►
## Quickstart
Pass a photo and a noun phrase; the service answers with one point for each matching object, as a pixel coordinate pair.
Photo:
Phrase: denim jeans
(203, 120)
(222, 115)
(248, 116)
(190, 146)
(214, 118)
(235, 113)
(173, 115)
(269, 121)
◄
** Prompt **
An exact transcription of the entries is needed, complete to the final line.

** Response area **
## Quickstart
Pass a photo and a noun phrase; the service answers with one point for each matching object, as a pixel coordinate pair.
Photo:
Phrase: denim jeans
(203, 120)
(222, 115)
(248, 116)
(190, 146)
(214, 118)
(235, 113)
(173, 115)
(269, 121)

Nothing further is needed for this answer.